§ **ARBEITSANWEISUNGEN**:
a: Schreibe im Auszug über Lieferketten den Abschnitt von „Die Lieferketten sind“ bis „ganze Schichten aus.“ neu und setze dabei „Kleinflugzeug“ an die Stelle von „Hubschrauber“.
b: Was sollen Unternehmen laut dem Auszug über Lieferketten verhindern, wenn sie Teile per Hubschrauber ausliefern?

§ **VORLIEGENDER TEXTAUSZUG**:
......

Die Lieferketten sind bereits heute sehr angespannt. Es gibt Unternehmen, die regelmäßig Teile per Hubschrauber ausliefern müssen, um in letzter Minute Produktionsausfälle zu verhindern. Die Einsparungen durch diese Art der Produktion sind aber scheinbar so groß, dass sich selbst dieser Aufwand rechnet. Produktionsausfälle wie im vergangenen Jahr bei VW zeigen allerdings, dass heute ein einzelner Zulieferer die gesamte Produktion lahmlegen kann.
Diese Anfälligkeit erhöht aber zugleich die Möglichkeiten der Gewerkschaften, ihren Forderungen durch Störungen der Produktion Nachdruck zu verleihen. Wenn der Betriebsrat wie jetzt in Untertürkheim Überstunden verweigert, fallen in Sindelfingen sofort ganze Schichten aus.
Wenn Lieferketten reißen, dann meist nicht wegen der Gewerkschaften, sondern weil Zulieferer ausfallen oder ihre Lieferungen ausbleiben. Wir treffen jedes Mal eine sehr schwierige Abwägung, bevor wir auf diese Weise in die Abläufe eingreifen, denn es liegt natürlich nicht in unserem Interesse, die Wertschöpfung zu stören. Diese Entscheidung haben sich auch unsere Kollegen in Untertürkheim nicht leicht gemacht.
Was wird mit dem Technologiewandel eigentlich auf das Kraftfahrzeughandwerk zukommen? Müssen sich die Beschäftigten Sorgen um ihre Arbeitsplätze machen?

......

Daten zur Punktlokalisierung:
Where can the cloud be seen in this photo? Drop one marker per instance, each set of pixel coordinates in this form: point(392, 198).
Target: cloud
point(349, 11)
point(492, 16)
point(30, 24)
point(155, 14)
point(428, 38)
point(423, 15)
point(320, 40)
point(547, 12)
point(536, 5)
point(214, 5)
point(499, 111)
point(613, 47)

......

§ **LÖSUNGEN**:
a:
Die Lieferketten sind bereits heute sehr angespannt. Es gibt Unternehmen, die regelmäßig Teile per Kleinflugzeug ausliefern müssen, um in letzter Minute Produktionsausfälle zu verhindern. Die Einsparungen durch diese Art der Produktion sind aber scheinbar so groß, dass sich selbst dieser Aufwand rechnet. Produktionsausfälle wie im vergangenen Jahr bei VW zeigen allerdings, dass heute ein einzelner Zulieferer die gesamte Produktion lahmlegen kann.
Diese Anfälligkeit erhöht aber zugleich die Möglichkeiten der Gewerkschaften, ihren Forderungen durch Störungen der Produktion Nachdruck zu verleihen. Wenn der Betriebsrat wie jetzt in Untertürkheim Überstunden verweigert, fallen in Sindelfingen sofort ganze Schichten aus.

b: Sie wollen damit in letzter Minute Produktionsausfälle verhindern.